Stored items
▬▬▬▬▬▬▬▬▬▬

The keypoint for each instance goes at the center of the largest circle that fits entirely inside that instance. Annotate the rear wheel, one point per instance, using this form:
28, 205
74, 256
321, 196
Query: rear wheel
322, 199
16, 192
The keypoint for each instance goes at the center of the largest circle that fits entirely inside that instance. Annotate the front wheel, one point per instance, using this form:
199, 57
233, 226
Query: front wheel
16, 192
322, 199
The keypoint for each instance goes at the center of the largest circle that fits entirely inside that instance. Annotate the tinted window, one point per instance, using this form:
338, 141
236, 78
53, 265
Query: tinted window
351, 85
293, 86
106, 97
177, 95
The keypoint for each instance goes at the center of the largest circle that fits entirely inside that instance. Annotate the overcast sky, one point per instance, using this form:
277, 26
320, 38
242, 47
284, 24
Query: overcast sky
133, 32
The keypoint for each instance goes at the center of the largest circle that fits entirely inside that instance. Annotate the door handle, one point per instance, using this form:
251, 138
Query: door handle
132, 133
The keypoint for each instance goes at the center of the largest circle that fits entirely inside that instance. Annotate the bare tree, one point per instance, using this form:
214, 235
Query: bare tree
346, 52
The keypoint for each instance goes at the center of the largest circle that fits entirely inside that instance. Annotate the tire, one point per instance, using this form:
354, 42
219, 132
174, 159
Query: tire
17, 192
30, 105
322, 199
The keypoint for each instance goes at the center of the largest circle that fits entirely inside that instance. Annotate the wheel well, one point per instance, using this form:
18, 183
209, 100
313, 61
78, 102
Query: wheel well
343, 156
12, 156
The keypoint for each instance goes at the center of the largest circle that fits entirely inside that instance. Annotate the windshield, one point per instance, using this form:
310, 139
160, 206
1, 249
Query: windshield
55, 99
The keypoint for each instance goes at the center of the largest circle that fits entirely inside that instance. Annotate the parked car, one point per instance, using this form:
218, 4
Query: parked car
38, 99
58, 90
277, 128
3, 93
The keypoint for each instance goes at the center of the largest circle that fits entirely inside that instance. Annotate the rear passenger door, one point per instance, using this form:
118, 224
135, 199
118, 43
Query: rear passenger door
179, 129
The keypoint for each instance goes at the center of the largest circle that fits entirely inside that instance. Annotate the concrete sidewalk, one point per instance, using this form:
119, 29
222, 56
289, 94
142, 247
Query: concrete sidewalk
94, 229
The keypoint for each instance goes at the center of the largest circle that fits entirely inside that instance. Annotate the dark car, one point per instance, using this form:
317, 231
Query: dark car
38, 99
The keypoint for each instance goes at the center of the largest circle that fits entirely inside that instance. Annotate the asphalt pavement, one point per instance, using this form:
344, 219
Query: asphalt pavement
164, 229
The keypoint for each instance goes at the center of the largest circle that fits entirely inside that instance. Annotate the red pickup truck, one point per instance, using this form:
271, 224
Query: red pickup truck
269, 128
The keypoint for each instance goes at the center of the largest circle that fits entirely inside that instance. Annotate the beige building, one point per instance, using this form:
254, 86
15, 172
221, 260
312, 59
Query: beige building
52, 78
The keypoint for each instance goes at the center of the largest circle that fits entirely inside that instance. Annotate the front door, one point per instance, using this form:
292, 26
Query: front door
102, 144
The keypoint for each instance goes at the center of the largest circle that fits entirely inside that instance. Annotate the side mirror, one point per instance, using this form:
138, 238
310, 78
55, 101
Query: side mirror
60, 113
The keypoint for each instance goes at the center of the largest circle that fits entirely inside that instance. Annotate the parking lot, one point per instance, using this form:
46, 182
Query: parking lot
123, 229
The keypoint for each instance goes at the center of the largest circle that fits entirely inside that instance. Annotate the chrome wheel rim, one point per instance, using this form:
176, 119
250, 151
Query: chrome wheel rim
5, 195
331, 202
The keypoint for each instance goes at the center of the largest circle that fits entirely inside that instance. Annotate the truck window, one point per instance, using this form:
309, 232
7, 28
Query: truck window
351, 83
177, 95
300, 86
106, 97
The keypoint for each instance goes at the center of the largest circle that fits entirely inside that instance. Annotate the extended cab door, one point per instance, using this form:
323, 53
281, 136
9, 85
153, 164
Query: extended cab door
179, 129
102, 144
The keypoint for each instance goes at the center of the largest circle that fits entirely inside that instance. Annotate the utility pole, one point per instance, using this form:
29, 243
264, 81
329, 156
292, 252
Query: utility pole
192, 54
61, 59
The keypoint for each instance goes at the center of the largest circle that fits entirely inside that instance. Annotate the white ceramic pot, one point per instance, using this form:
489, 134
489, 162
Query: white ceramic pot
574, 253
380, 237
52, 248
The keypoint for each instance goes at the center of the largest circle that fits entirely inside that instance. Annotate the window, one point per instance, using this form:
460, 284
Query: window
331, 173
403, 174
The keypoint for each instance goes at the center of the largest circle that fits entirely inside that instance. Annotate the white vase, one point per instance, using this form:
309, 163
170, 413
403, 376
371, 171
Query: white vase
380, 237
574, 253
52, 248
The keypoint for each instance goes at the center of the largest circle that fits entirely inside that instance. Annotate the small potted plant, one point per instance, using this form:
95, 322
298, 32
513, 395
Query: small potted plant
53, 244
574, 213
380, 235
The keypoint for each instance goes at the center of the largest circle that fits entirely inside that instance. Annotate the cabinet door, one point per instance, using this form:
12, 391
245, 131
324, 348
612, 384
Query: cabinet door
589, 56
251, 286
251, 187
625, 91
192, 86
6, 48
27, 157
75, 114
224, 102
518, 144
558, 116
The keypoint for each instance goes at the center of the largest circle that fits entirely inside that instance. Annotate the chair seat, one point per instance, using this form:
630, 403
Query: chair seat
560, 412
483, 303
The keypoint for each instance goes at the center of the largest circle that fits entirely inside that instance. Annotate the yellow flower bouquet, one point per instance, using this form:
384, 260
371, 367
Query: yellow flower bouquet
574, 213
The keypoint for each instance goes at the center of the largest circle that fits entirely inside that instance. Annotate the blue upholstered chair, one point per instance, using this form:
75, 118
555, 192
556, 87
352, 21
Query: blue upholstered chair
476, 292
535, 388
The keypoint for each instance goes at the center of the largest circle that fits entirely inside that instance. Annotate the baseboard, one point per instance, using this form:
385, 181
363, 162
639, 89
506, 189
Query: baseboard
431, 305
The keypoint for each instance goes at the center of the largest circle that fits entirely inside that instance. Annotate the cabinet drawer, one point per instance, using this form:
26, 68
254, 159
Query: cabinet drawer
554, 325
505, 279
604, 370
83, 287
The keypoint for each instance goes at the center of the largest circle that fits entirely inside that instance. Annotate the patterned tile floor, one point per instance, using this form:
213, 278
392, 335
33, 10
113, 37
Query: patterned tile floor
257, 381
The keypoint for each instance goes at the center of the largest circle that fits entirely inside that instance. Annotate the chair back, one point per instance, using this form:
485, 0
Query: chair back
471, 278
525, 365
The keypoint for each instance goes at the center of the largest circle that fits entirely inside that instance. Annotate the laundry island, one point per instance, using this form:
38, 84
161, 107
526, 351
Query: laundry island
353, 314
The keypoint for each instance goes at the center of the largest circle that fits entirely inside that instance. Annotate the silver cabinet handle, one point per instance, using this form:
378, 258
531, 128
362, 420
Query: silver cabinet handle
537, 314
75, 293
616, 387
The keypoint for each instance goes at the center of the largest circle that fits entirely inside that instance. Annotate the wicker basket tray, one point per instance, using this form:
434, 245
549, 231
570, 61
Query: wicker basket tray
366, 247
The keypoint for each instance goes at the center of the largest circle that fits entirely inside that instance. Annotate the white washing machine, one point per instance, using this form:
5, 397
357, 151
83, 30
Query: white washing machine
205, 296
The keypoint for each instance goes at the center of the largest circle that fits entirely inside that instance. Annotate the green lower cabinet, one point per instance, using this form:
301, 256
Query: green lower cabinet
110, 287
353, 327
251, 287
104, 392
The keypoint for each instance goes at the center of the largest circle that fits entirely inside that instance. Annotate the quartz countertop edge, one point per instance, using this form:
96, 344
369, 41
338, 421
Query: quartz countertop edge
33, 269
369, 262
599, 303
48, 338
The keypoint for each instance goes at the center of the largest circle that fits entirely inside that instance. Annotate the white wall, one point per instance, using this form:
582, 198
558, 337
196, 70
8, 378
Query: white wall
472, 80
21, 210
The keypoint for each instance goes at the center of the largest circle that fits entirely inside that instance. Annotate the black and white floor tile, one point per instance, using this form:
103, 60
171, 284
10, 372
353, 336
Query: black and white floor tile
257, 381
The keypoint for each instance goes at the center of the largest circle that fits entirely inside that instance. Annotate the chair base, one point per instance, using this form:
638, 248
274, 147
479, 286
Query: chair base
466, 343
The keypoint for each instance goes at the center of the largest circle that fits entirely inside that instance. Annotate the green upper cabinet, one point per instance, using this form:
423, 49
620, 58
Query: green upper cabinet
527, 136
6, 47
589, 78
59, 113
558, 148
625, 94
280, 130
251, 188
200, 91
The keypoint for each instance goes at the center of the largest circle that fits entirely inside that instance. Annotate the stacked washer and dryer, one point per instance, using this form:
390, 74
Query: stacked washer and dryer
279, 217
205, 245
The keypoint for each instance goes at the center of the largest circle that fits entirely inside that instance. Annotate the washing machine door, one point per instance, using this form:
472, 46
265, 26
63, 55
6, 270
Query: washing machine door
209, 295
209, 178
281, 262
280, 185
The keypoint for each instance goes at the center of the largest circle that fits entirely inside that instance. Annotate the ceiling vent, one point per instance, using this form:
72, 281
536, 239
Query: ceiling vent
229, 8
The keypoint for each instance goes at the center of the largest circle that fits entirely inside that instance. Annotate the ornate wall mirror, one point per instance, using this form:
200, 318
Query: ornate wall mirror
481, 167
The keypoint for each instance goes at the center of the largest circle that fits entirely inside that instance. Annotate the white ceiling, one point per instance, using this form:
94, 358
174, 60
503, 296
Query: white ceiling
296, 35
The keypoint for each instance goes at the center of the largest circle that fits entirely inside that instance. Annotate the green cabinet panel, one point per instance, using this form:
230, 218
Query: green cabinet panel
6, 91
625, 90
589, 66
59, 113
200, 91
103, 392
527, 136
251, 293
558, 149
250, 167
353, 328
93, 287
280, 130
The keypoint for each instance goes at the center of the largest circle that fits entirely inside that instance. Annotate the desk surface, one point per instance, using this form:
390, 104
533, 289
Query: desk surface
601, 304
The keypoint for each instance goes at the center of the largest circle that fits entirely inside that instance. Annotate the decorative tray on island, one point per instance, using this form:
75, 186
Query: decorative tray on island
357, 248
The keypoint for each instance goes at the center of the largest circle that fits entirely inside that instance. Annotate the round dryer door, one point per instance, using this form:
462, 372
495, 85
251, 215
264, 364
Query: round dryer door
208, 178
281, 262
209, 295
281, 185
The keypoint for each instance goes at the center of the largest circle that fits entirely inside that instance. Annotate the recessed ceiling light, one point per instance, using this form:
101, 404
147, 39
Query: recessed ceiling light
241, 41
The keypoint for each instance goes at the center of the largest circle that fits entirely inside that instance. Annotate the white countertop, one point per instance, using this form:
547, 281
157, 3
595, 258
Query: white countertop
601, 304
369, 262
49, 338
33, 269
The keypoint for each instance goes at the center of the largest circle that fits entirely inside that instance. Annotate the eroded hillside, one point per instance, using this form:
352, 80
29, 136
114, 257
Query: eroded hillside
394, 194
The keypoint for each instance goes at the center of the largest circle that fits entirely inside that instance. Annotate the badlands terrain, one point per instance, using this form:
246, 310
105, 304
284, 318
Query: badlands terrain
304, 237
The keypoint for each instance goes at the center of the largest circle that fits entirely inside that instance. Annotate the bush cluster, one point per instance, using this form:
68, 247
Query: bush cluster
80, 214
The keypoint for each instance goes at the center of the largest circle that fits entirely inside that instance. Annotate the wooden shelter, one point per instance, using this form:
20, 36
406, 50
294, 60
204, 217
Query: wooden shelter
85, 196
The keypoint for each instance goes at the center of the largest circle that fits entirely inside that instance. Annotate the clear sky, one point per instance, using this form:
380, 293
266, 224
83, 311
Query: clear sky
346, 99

▬▬▬▬▬▬▬▬▬▬

- WORK REQUIRED: Print exactly the lines from the one with "Annotate the round" through the end of the data, inclusive.

- WRITTEN REPLY:
The keypoint for each instance goes at the center of the largest circle that fits entirely inside that instance. Annotate the round dryer door, one point per instance, using this form:
462, 372
495, 85
251, 215
264, 364
Query: round dryer door
208, 178
281, 262
209, 295
281, 185
The keypoint for each instance goes at the center of the largest circle that fits entirely inside that instance. Annotate the recessed ceiling light, one point per instance, using this form:
101, 404
147, 39
Query: recessed ceiling light
241, 41
The keypoint for each instance goes at the center of the largest circle that fits entirely inside that instance. Annotate the white countertop, one point per instance, using this form:
547, 281
157, 3
595, 258
Query: white countertop
601, 304
369, 262
49, 338
33, 269
The keypoint for each instance goes at the center of the largest circle that fits entirely inside that instance. Annotate the eroded hillside, one point per instance, using this form:
352, 80
29, 136
114, 257
Query: eroded hillside
394, 194
The keypoint for each instance goes at the center of the largest circle that fits entirely inside that instance. Annotate the badlands terrain, one point per instance, using this form:
246, 310
105, 304
284, 318
Query: badlands terrain
304, 237
The keypoint for each instance goes at the center of the largest circle that fits entirely inside that instance. Annotate the bush cluster, one point per instance, using this form:
68, 247
Query: bush cluster
80, 214
The keypoint for each instance goes at the center of the largest circle that fits entirely inside that instance. Annotate the wooden shelter, one point per instance, using this form:
20, 36
406, 50
294, 60
204, 217
Query: wooden shelter
85, 196
The keypoint for each instance goes at the center of the largest circle that fits entirely inside that instance. Annotate the clear sky, one point per instance, using this form:
380, 293
266, 224
83, 311
Query: clear sky
346, 99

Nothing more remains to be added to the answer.